## start Records supplied
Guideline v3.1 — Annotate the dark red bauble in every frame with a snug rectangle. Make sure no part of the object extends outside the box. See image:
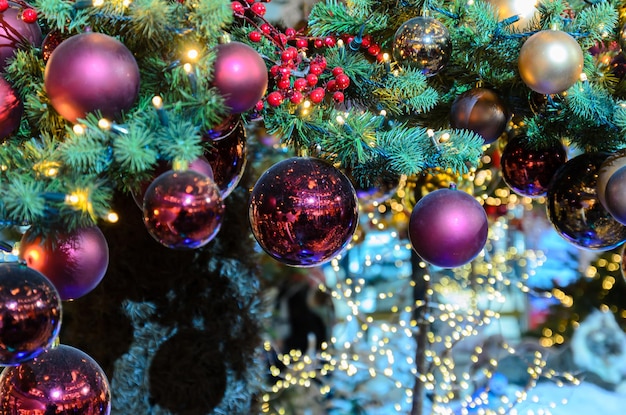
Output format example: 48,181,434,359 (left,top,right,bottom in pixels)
0,78,24,142
409,189,489,268
0,344,111,415
248,157,358,267
450,88,511,144
0,262,61,366
143,170,224,249
500,135,567,198
0,2,42,72
546,153,626,251
19,226,109,300
205,123,247,199
44,33,139,122
213,42,268,114
604,167,626,225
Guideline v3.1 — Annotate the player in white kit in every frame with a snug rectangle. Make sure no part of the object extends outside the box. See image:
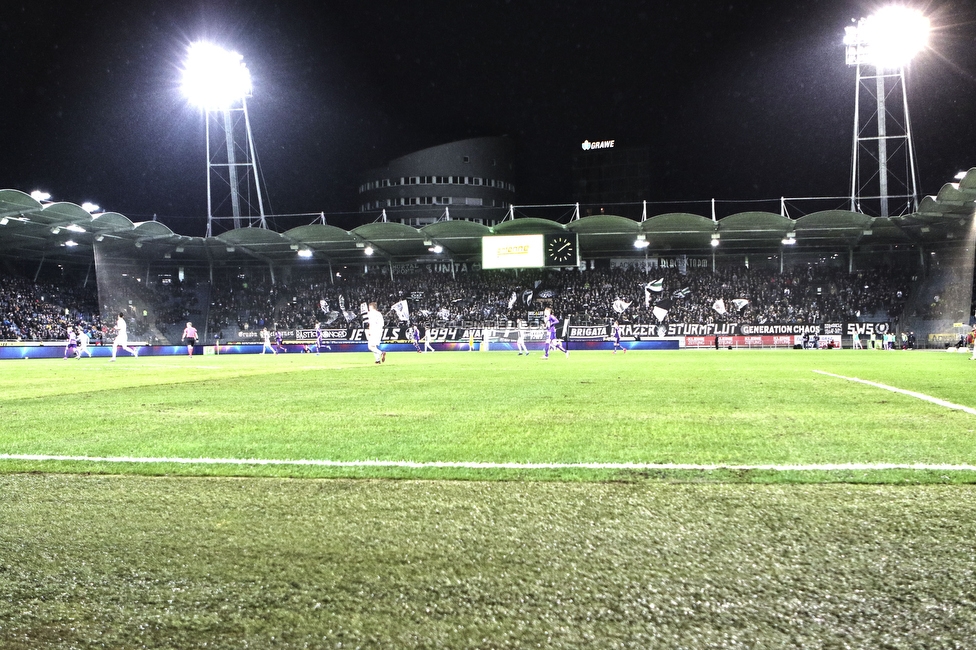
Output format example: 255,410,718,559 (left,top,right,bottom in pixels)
112,312,139,361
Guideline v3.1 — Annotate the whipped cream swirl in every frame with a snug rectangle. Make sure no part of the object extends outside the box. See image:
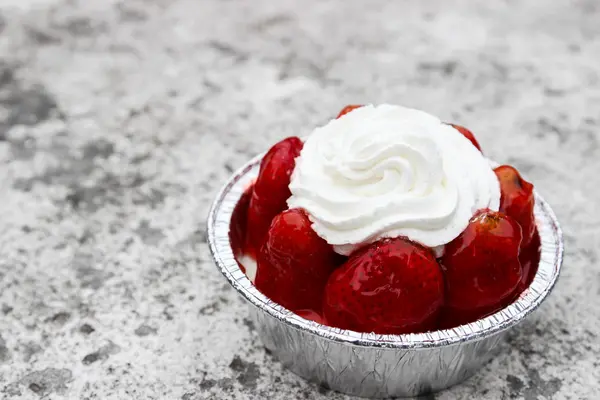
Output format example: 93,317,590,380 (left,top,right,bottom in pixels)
288,104,500,255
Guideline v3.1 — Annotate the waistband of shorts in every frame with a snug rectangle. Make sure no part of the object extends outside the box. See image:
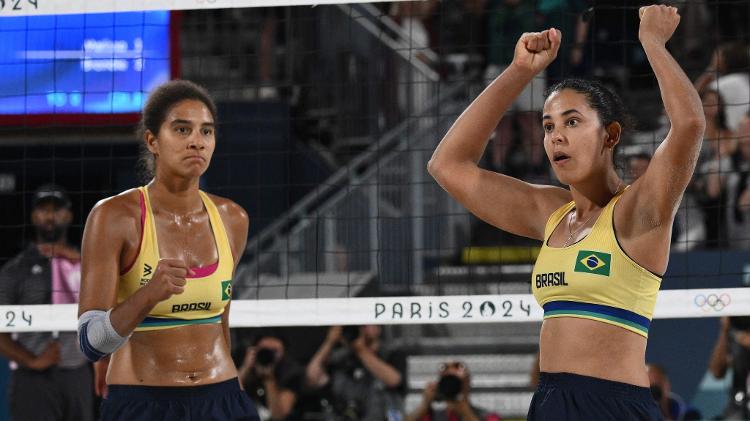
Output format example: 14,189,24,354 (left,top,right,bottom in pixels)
539,373,653,402
107,377,241,400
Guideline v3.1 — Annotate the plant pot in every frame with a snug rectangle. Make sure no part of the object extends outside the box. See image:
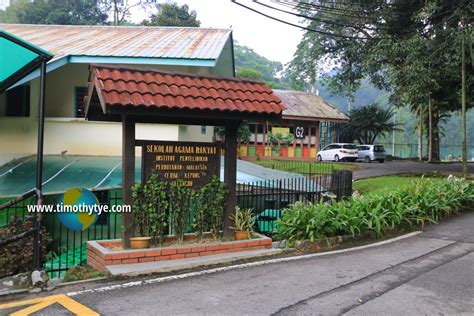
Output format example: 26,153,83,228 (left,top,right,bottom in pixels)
235,231,250,240
130,237,151,249
240,145,248,157
272,147,280,157
248,146,256,157
265,146,272,157
288,147,295,157
303,147,309,158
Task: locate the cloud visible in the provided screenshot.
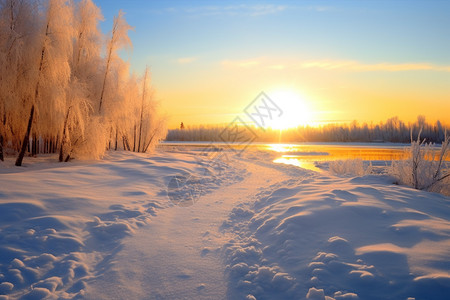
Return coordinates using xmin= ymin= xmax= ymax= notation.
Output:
xmin=177 ymin=57 xmax=197 ymax=65
xmin=221 ymin=59 xmax=261 ymax=68
xmin=221 ymin=57 xmax=450 ymax=72
xmin=300 ymin=60 xmax=450 ymax=72
xmin=166 ymin=4 xmax=287 ymax=17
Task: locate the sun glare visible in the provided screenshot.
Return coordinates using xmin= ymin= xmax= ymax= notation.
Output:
xmin=268 ymin=90 xmax=314 ymax=130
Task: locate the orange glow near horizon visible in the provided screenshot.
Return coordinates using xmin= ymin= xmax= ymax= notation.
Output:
xmin=267 ymin=89 xmax=316 ymax=130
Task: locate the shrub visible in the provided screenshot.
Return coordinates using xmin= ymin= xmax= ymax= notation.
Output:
xmin=389 ymin=132 xmax=450 ymax=195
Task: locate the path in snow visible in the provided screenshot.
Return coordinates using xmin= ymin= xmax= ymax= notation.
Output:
xmin=87 ymin=158 xmax=283 ymax=299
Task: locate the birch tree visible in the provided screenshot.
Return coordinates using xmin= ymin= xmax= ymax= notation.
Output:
xmin=16 ymin=0 xmax=73 ymax=166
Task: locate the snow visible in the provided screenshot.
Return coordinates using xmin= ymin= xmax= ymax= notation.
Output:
xmin=0 ymin=146 xmax=450 ymax=300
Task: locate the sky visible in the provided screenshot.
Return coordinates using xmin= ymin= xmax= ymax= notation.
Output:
xmin=94 ymin=0 xmax=450 ymax=128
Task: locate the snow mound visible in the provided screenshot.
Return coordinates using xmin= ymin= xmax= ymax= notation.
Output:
xmin=0 ymin=152 xmax=245 ymax=299
xmin=222 ymin=173 xmax=450 ymax=300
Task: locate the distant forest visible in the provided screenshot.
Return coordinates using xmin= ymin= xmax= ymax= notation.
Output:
xmin=166 ymin=116 xmax=449 ymax=143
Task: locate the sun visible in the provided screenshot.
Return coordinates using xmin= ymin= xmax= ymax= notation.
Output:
xmin=267 ymin=89 xmax=314 ymax=130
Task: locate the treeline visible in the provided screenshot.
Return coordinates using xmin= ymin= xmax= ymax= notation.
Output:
xmin=0 ymin=0 xmax=166 ymax=166
xmin=166 ymin=116 xmax=448 ymax=143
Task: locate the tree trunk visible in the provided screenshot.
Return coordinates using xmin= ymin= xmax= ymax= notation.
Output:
xmin=16 ymin=104 xmax=34 ymax=167
xmin=138 ymin=67 xmax=148 ymax=152
xmin=0 ymin=135 xmax=5 ymax=161
xmin=59 ymin=106 xmax=71 ymax=162
xmin=133 ymin=124 xmax=136 ymax=152
xmin=114 ymin=128 xmax=117 ymax=151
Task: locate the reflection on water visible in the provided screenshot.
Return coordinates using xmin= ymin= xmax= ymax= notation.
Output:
xmin=266 ymin=144 xmax=446 ymax=171
xmin=161 ymin=142 xmax=450 ymax=171
xmin=273 ymin=155 xmax=321 ymax=172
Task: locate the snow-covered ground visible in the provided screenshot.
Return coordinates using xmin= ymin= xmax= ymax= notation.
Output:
xmin=0 ymin=146 xmax=450 ymax=300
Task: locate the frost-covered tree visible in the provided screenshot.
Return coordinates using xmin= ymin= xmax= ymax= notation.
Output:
xmin=59 ymin=0 xmax=105 ymax=161
xmin=0 ymin=0 xmax=37 ymax=160
xmin=0 ymin=0 xmax=165 ymax=166
xmin=16 ymin=0 xmax=73 ymax=166
xmin=98 ymin=11 xmax=133 ymax=113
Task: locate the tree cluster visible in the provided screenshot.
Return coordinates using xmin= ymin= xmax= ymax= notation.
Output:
xmin=0 ymin=0 xmax=165 ymax=166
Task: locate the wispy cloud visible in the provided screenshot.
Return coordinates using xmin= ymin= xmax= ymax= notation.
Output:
xmin=300 ymin=60 xmax=450 ymax=72
xmin=166 ymin=4 xmax=287 ymax=17
xmin=176 ymin=57 xmax=197 ymax=65
xmin=221 ymin=59 xmax=262 ymax=68
xmin=221 ymin=57 xmax=450 ymax=72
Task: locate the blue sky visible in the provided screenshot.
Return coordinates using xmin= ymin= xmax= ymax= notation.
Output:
xmin=91 ymin=0 xmax=450 ymax=127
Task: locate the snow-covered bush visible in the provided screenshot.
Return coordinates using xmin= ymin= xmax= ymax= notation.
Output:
xmin=389 ymin=132 xmax=450 ymax=195
xmin=329 ymin=159 xmax=372 ymax=176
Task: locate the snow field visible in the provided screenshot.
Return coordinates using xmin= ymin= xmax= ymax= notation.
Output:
xmin=222 ymin=168 xmax=450 ymax=299
xmin=0 ymin=147 xmax=450 ymax=300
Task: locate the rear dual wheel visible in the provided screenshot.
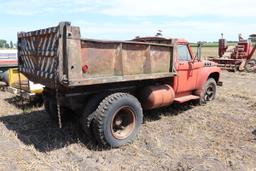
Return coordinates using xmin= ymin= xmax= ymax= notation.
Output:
xmin=92 ymin=93 xmax=143 ymax=147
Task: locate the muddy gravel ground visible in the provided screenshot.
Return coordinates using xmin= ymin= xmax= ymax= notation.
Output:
xmin=0 ymin=72 xmax=256 ymax=171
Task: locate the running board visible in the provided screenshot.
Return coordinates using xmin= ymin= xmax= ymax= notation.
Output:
xmin=174 ymin=95 xmax=200 ymax=103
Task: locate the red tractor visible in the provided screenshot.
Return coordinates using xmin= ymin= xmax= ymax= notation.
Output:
xmin=209 ymin=34 xmax=256 ymax=72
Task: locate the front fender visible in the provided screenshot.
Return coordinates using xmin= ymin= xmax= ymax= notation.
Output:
xmin=196 ymin=66 xmax=221 ymax=91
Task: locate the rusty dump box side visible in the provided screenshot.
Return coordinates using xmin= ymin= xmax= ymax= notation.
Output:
xmin=18 ymin=22 xmax=175 ymax=88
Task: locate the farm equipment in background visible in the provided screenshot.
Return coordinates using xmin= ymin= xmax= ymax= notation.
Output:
xmin=208 ymin=34 xmax=256 ymax=72
xmin=0 ymin=50 xmax=43 ymax=100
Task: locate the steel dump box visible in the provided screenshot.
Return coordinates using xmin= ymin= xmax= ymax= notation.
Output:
xmin=18 ymin=22 xmax=175 ymax=88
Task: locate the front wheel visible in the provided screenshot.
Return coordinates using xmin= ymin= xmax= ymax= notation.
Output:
xmin=200 ymin=78 xmax=217 ymax=103
xmin=93 ymin=93 xmax=143 ymax=147
xmin=244 ymin=59 xmax=256 ymax=72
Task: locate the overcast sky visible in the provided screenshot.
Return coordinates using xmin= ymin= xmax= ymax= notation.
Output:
xmin=0 ymin=0 xmax=256 ymax=42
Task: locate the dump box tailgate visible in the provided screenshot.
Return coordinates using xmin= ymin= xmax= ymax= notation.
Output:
xmin=18 ymin=24 xmax=60 ymax=86
xmin=18 ymin=22 xmax=175 ymax=88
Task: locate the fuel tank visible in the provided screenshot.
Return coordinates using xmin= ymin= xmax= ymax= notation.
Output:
xmin=141 ymin=84 xmax=175 ymax=110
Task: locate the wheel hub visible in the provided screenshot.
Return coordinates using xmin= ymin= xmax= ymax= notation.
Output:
xmin=111 ymin=107 xmax=135 ymax=139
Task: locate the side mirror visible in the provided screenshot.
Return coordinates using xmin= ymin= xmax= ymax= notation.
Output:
xmin=196 ymin=41 xmax=203 ymax=60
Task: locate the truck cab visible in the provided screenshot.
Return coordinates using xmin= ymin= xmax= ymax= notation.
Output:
xmin=133 ymin=37 xmax=222 ymax=103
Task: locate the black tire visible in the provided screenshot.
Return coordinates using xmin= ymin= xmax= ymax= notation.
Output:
xmin=93 ymin=93 xmax=143 ymax=147
xmin=81 ymin=93 xmax=108 ymax=139
xmin=200 ymin=78 xmax=217 ymax=104
xmin=244 ymin=59 xmax=256 ymax=73
xmin=199 ymin=78 xmax=217 ymax=105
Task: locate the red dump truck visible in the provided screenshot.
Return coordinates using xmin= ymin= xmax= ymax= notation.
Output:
xmin=18 ymin=22 xmax=221 ymax=147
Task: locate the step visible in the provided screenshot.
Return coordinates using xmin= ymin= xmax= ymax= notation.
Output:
xmin=174 ymin=95 xmax=200 ymax=103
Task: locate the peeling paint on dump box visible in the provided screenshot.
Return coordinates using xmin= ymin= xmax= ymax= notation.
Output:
xmin=18 ymin=23 xmax=175 ymax=88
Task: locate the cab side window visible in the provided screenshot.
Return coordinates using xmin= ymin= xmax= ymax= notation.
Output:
xmin=177 ymin=45 xmax=191 ymax=61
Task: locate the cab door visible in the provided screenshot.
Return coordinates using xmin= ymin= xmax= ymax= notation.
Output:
xmin=175 ymin=44 xmax=199 ymax=93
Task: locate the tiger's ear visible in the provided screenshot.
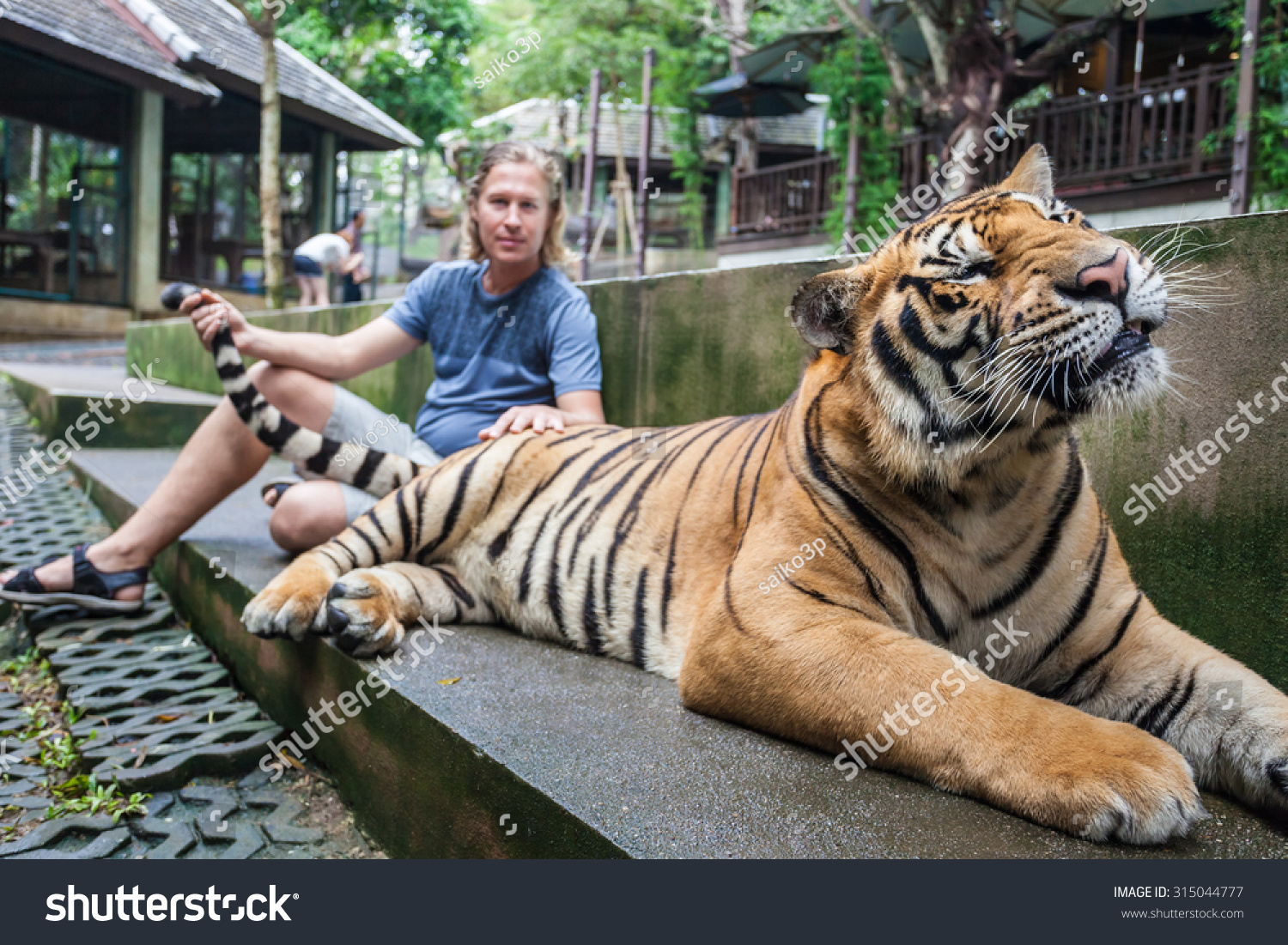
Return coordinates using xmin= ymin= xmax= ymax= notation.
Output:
xmin=997 ymin=144 xmax=1055 ymax=200
xmin=791 ymin=267 xmax=872 ymax=354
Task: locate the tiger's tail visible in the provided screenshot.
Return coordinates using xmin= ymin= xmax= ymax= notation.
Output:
xmin=211 ymin=324 xmax=427 ymax=497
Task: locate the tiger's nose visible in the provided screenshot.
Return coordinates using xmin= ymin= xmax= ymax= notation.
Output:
xmin=1078 ymin=246 xmax=1127 ymax=299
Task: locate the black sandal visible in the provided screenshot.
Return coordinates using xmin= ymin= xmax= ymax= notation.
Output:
## end Records supplied
# Short exercise
Quote each line in the records above that contains the word "frame".

# Solution
Guideline v3.1 — Annotate the dark red bauble in every frame with a snug rectangle. Make sure no part of the object extends outside the box. See image:
Guideline v3.1 — Annotate the player in white kit in every frame with a snug rectangle. Make sure no part of the object extends outside the box. See image:
Guideline v3.1 — Annotate the whipped cream swirl in every frame with a snug rectangle. Make sure no part of the object extends outside the box. See image:
Guideline v3.1 — Annotate the waistband of shorts in every frame with a snug rectangle. Make sure no part of the object extends outside the box. See image:
Guideline v3.1 — Annotate the plant pot in every frame with a snug rectangle. Make sure no part of the object extends outside the box. See image:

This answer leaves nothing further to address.